Material to process:
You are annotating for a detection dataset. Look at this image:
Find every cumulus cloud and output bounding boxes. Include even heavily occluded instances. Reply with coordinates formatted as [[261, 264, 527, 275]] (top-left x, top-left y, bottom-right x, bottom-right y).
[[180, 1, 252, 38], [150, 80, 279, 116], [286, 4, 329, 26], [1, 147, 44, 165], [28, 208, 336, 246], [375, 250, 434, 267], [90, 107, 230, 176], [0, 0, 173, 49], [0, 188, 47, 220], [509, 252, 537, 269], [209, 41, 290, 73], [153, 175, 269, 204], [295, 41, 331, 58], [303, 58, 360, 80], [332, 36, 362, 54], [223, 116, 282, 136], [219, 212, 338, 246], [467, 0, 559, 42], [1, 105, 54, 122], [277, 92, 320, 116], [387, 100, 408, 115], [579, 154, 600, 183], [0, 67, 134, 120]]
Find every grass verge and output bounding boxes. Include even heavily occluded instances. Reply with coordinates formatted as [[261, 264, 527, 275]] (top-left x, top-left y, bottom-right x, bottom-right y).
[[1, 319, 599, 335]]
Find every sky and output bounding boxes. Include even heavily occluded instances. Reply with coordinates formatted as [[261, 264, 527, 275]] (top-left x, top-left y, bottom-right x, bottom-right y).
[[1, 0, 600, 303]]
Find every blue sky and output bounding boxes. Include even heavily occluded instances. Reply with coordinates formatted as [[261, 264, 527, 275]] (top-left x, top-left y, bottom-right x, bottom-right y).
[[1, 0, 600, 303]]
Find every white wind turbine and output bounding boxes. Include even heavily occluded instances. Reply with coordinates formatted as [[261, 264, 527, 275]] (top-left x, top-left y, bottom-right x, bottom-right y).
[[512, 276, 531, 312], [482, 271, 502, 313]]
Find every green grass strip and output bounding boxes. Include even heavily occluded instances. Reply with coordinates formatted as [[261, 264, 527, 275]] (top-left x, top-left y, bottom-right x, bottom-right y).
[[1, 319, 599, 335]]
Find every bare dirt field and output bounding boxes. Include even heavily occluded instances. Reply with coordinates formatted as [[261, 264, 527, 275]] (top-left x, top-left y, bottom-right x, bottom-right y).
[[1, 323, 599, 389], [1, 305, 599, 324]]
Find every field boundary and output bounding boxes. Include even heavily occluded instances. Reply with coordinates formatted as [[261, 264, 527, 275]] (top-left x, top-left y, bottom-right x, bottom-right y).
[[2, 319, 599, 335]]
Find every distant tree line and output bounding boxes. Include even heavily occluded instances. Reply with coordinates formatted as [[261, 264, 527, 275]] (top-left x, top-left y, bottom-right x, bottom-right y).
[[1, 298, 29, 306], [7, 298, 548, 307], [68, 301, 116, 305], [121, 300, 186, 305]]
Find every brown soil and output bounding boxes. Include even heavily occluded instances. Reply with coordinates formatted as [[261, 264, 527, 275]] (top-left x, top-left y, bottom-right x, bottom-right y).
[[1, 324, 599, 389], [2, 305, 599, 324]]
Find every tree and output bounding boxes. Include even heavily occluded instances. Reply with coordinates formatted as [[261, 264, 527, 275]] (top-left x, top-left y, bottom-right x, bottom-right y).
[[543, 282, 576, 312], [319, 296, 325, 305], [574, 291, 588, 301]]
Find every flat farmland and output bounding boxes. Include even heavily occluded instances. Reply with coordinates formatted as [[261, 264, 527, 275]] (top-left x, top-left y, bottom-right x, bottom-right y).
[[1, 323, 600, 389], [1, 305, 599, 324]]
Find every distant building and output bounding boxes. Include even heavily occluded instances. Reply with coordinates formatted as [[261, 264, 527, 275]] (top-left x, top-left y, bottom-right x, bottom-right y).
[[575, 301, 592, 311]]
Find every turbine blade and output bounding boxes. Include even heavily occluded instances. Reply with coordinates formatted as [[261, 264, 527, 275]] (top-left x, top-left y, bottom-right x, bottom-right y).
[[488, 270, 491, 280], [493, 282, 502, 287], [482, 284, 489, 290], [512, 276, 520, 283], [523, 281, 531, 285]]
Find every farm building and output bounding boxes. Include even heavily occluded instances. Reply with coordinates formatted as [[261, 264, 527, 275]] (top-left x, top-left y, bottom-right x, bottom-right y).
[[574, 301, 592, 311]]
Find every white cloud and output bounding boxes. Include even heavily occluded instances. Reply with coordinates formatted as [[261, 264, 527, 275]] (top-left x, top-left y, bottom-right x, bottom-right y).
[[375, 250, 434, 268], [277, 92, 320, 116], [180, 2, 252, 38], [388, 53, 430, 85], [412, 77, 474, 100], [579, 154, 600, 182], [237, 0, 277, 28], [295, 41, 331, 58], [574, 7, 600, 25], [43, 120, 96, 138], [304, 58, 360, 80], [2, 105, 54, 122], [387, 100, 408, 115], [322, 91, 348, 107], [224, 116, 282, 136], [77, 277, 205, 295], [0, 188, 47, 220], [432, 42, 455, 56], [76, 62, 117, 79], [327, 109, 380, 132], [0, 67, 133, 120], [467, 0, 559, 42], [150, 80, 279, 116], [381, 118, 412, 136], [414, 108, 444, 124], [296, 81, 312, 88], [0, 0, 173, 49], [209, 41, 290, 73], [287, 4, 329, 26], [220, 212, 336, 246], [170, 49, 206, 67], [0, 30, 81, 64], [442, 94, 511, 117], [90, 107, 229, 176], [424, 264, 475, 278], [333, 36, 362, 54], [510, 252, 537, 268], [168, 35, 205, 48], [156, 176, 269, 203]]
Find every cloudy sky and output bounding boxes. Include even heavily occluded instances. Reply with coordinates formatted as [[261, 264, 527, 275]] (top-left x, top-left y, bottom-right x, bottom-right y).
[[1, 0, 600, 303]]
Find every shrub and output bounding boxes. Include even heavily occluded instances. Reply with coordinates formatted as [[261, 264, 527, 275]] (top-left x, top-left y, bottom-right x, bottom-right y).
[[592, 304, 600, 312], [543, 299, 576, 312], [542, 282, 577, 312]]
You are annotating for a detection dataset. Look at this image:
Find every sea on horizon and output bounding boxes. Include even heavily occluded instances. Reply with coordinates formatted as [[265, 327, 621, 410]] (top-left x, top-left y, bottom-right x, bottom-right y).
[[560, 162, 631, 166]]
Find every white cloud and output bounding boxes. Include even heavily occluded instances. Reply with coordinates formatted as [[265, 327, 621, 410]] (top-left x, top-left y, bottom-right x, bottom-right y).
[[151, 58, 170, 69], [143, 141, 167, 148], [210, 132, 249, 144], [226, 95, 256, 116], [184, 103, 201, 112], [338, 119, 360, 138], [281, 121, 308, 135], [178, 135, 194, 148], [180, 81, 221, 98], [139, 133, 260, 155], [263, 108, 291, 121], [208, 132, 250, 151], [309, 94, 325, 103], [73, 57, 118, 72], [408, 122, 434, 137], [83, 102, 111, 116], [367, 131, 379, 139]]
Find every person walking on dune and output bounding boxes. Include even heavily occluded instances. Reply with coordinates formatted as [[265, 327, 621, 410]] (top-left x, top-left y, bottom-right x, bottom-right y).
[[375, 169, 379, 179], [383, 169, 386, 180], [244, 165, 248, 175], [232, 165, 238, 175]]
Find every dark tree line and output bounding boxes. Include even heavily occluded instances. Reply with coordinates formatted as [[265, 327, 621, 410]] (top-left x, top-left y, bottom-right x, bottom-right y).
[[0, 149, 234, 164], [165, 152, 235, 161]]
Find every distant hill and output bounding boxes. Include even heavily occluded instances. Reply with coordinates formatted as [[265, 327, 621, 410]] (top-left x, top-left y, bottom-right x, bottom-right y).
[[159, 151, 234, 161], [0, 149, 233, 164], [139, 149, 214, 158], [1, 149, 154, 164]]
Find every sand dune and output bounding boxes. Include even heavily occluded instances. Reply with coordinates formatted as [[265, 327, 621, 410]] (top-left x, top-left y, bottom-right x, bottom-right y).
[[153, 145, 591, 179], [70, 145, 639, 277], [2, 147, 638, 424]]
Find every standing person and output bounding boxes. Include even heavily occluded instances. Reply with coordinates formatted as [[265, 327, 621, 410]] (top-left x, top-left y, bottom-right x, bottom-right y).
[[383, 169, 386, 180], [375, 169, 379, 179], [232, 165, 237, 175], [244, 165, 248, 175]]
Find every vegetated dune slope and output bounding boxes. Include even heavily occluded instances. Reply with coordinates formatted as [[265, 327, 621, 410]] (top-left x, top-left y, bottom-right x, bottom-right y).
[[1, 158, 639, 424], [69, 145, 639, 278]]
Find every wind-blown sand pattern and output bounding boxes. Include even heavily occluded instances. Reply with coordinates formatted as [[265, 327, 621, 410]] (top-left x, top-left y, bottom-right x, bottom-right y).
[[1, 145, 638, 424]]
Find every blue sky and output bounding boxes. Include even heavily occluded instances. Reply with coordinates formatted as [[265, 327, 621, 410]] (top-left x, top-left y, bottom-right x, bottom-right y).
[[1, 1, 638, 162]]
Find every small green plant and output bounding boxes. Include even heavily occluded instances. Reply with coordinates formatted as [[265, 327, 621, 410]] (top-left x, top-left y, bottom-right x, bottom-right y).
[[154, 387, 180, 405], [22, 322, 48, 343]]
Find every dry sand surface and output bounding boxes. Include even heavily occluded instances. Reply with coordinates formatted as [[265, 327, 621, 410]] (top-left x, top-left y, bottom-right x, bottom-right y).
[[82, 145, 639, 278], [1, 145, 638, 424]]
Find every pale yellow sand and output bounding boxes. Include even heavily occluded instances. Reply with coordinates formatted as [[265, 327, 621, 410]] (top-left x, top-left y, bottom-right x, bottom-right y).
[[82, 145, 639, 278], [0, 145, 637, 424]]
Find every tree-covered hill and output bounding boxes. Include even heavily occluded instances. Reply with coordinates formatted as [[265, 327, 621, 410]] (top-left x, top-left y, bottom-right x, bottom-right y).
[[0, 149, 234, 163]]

* * *

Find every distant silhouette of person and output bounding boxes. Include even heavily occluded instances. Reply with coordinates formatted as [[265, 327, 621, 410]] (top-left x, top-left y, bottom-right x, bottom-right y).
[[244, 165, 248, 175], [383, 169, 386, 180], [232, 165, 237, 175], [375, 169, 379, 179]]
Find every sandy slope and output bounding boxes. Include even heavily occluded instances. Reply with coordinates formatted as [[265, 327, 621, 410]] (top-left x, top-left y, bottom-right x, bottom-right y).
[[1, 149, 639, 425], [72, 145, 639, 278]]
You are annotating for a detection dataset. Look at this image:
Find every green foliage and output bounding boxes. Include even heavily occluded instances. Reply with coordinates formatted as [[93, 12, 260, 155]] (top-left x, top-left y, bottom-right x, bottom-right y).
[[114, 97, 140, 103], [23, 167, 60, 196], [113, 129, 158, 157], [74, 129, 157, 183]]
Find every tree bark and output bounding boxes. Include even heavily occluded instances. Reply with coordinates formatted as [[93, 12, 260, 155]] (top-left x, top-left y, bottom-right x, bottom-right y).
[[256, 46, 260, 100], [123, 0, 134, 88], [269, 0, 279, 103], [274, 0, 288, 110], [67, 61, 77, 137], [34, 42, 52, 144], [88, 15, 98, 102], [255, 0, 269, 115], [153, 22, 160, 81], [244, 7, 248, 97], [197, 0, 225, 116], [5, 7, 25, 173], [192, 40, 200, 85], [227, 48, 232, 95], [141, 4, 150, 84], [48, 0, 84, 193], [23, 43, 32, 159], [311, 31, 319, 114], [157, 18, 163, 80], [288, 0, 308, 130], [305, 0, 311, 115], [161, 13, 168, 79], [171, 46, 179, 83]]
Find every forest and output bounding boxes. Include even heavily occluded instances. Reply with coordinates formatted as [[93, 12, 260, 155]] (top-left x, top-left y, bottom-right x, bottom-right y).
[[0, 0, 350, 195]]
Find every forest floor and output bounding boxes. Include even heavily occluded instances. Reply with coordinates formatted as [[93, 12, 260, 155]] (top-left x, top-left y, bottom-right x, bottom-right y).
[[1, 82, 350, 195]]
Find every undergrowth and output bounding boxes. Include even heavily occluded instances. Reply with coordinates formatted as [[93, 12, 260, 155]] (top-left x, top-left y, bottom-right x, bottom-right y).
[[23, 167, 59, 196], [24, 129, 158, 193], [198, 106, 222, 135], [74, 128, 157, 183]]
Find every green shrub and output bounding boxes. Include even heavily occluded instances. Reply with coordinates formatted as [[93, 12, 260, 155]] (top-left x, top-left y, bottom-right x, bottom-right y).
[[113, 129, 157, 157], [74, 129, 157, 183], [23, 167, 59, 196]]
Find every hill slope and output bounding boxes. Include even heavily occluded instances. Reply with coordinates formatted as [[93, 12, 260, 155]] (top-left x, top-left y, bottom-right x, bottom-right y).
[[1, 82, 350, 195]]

* * *

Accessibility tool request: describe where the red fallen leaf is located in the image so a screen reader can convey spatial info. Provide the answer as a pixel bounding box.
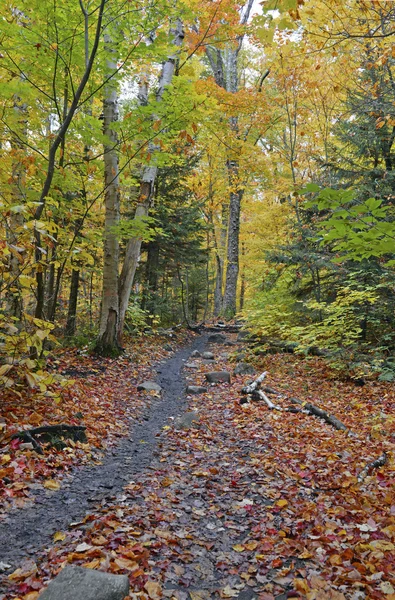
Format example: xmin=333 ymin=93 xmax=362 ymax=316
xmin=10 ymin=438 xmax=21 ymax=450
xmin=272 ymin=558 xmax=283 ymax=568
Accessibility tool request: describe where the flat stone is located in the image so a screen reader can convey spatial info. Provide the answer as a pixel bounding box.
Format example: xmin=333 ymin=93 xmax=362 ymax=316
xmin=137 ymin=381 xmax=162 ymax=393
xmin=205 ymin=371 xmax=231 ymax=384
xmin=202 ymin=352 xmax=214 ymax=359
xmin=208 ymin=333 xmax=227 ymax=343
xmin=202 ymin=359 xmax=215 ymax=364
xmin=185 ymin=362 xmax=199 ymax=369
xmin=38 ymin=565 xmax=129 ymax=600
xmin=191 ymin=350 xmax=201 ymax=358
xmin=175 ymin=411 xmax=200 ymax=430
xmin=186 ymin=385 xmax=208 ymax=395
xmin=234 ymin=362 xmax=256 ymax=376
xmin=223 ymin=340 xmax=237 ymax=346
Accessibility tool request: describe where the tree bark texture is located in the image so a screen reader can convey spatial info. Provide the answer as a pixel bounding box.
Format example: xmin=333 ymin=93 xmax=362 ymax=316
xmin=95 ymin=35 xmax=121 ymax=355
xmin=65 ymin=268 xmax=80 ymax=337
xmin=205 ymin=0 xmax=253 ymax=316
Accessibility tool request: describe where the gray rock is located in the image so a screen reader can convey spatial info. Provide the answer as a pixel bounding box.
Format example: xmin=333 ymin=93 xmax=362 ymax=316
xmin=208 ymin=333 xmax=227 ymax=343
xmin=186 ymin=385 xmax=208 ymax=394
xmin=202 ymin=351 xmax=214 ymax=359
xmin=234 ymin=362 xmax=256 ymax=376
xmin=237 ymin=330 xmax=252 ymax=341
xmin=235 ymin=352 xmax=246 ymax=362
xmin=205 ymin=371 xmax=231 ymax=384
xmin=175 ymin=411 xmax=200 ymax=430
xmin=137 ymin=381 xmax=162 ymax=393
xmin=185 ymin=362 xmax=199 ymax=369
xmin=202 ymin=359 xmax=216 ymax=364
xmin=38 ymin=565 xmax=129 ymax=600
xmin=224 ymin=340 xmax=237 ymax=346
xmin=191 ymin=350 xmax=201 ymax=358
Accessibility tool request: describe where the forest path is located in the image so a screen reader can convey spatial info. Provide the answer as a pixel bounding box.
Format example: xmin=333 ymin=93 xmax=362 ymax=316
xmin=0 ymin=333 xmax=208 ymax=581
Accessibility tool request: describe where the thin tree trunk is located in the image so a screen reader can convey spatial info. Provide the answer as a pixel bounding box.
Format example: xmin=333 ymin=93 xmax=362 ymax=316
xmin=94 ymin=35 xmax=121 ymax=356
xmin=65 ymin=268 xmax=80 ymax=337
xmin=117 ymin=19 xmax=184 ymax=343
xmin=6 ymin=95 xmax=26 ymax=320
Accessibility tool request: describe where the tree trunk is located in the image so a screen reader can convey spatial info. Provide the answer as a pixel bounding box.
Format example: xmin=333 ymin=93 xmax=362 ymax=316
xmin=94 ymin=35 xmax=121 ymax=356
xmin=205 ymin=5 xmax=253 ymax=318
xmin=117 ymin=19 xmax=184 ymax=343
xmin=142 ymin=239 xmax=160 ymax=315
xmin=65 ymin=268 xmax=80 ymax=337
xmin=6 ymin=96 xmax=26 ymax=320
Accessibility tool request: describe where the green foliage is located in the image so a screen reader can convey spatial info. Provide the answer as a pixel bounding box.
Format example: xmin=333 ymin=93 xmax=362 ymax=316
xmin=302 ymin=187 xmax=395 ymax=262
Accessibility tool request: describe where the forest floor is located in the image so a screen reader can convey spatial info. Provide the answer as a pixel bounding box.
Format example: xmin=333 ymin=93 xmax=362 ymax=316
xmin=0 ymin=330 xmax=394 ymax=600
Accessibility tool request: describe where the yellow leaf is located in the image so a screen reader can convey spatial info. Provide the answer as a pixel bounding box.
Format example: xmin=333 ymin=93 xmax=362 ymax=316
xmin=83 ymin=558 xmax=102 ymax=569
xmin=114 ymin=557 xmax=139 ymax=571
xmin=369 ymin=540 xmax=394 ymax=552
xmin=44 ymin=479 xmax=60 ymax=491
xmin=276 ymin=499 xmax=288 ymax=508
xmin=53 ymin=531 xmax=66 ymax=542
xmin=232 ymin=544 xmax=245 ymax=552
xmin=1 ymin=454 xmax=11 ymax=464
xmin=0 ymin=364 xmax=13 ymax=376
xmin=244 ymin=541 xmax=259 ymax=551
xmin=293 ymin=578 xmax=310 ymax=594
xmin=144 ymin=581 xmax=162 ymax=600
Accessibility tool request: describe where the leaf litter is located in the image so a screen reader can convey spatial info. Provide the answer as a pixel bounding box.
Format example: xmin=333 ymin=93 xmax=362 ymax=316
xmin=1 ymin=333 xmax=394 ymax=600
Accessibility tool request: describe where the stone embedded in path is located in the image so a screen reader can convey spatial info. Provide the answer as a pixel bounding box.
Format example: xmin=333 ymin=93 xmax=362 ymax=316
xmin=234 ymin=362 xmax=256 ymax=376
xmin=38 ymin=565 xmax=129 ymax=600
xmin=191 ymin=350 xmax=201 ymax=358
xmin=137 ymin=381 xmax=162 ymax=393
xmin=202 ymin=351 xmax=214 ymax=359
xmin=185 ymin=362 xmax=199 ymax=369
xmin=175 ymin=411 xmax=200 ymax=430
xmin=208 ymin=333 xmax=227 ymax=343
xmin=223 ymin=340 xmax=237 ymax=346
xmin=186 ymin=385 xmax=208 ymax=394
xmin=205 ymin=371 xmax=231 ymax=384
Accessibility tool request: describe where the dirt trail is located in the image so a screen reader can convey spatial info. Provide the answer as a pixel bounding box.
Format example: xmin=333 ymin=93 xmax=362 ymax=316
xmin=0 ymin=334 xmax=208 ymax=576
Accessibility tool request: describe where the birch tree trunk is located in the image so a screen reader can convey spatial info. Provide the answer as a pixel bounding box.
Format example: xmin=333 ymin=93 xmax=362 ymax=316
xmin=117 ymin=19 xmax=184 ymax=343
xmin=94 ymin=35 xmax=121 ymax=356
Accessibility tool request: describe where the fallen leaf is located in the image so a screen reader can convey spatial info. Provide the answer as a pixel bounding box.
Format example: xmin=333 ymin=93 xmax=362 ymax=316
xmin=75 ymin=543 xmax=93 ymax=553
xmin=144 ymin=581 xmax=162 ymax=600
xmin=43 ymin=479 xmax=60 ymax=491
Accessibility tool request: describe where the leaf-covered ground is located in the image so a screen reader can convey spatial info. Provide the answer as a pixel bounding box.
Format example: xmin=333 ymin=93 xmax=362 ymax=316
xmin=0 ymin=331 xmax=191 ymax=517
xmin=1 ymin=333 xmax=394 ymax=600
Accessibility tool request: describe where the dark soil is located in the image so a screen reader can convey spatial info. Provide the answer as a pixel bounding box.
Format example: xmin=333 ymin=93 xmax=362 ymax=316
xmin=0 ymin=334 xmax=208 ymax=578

Prompt:
Among the entries above, how many lines hold the string "path"? Answer with the bare number.

Solution for this problem:
2